- [COMPLETE THE FOLLOWING]:
(a) From the text on memory allocation cost in C, list every approach it names for reducing that cost, counting both the general strategies and the numbered techniques.
(b) Pick up the text on memory allocation cost in C right after its final sentence and continue it.

- [TEXT SEGMENT]:
——
One of the performance issues of concern in C programming is the amount of time spent in allocating and deallocating storage. The percentage of time spent in allocators in actual applications varies widely. In some applications upwards of 25% of the time is spent in the allocator; in many it is 1% or less.[1]

The application type matters - some applications need a lot of temporary storage and others need very little. Mature applications, i.e, ones that have been optimized and polished, usualy spend much less time in allocators. Part of the optimization process is identifying such time sinks and finding work arounds, usually by using variants of the techniques discussed here.

The issue is simple; the more calls that are made to malloc and free, the greater the time cost of memory allocation. What is more, the likelihood of memory leaks goes up with the number of calls to the general purpose allocator.

What should be done to reduce the cost of allocation? In many applications - nothing. In many applications storage management is a minor issue. In general, one shouldn't use special methods unless (a) the kind of application is one that is known to be allocation intensive, or (b) profiling reveals that memory allocation is an issue.

One approach, one that is vigorously recommended by some, is to add garbage collection to C. Garbage collection simplifies user code and can be faster because it simplifies coding. I dare say that in many applications it is a satisfactory solution. Sad to say, it is not an entirely reliable solution in C programming.

An alternative is to use special purpose techniques. I will list several here with the hope that others will point out others. There are two main strategies used - slab chipping and reuse.

The idea in slab chipping is to allocate a "large" block and then mark off individual buffers by increasing a pointer into the block. The win here is that allocation is cheap and only the slab needs be deallocated. The catch is that all buffers chipped from the slab must be harvestable, i.e., no longer in use at slab deallocation time.

The idea in reuse is to reuse already allocated buffer space. Thus if we create buffer A and dispose of it, and then create buffer B and dispose of it, we can use the space for A and then for B, eliminating the intermediate deallocation and allocation. The win is eliminating many allocation/deallocation pairs. The danger is simultaneous use, i.e., using the space for A and B at the same time.

(1) Multiple copies

Suppose we need m buffers. Instead of doing m allocations of individual buffers we allocate an array of m buffers. This can work very nicely. There is a catch. The array of buffers can only be freed when all of the m buffers are no longer needed.

A natural reaction is to reuse the the buffers by maintaining the "free" buffers in a free list. Free lists are problematic. What can happen is that the space becomes fragmented, i.e., the pointers jump all over the place. When this happens you can run into cache faults.

Another issue is that if you have blooms (an explosion of allocated space that dies of rapidly) you end up with large amounts of dead space that can't be deallocated.

That said, multiple copies with a free list is simple and (usuallY) fast. In practice it often is neither simpler nor faster than the "complicated" alternatives.

(2) Limited duration space (mark-release)

Suppose that we need buffers, some of which may be resized, and suppose that we know that at some definite point in the future all of the buffers will be stale and can be discarded. One way to handle this is to allocate a slab and allocate using slab chipping. At the definite point in the future the slab is deallocated and all of the stale buffers go away.
——
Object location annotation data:

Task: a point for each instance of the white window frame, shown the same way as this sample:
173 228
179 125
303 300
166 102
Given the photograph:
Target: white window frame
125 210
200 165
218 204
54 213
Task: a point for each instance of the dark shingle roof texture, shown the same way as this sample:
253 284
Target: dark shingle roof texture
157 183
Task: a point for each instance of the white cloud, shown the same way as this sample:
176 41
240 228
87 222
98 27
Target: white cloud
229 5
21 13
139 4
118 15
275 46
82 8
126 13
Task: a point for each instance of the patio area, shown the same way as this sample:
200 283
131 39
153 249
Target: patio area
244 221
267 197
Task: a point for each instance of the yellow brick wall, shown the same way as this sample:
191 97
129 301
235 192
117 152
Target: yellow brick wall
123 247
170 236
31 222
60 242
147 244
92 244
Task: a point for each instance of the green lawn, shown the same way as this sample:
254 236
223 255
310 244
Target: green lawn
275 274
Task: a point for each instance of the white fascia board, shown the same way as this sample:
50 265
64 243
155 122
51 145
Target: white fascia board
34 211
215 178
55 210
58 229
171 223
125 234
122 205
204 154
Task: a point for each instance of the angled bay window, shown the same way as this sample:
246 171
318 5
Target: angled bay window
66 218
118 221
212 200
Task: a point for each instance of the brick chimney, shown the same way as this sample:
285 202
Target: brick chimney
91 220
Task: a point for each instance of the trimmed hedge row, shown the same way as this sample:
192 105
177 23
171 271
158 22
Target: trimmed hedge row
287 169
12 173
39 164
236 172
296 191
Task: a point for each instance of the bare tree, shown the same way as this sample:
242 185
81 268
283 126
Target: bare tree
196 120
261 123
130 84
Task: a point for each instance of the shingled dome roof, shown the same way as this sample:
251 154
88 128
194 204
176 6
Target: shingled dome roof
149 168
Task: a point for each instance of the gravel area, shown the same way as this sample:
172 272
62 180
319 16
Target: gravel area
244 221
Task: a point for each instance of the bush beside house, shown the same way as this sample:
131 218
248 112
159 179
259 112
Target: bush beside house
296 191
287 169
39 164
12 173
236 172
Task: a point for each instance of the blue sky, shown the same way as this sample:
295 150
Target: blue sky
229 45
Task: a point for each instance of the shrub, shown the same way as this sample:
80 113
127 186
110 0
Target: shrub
——
- [TASK-BY-TASK ANSWERS]:
(a)
- Garbage collection
- Slab chipping
- Reuse
- Multiple copies (with a free list)
- Limited duration space (mark-release)

(b)
Instead of allocating one large slab a good alternative is to allocate smaller blocks (increasing block size each allocation) and record them in a linked list.

This method is sometimes called mark-release. It was used in early Pacal implementations. It is very fast and is simple to implement. The down sides are (a) there is no reuse of space, and (b) the objects in the block(s) do not persist beyond the release.

(3) LIFO storage

Suppose we have some buffers that satisfy the LIFO pattern, i.e., the last buffer allocated is the first one deallocated. These buffers can be allocated from a storage stack. It might seem that special code for this pattern is not needed since the LIFO pattern is embedded in the C language, but this is not the case. The system storage stack holds a congerie of storage objects whereas what is often needed are stacks of particular kinds.

GNU obstacks are an example of a LIFO storage techology. They are used in parsers and compilers to build symbol tables and to process parse trees and syntax trees. In essence, LIFO storage techniques are an elaboration of mark-release allocation; obstacks can be used in mark-release mode.

(4) FIFO storage

Suppose instead that we have buffers that satisfy the FIFO pattern, i.e., the eldest buffer is always the first one deallocated. This pattern can be implemented using a ring buffer. If there is a known bound for the amount of space used by the buffers we don't even need to record deallocation provided that the size of the ring buffer is large enough.

In the more general case the usual first and last pointers will be needed; likewise a strategy for dealing with overflow is necessary. One way to deal with overflow is to create a new, larger ring buffer, take all new allocations from it, and drain the old ring buffer until it is empty.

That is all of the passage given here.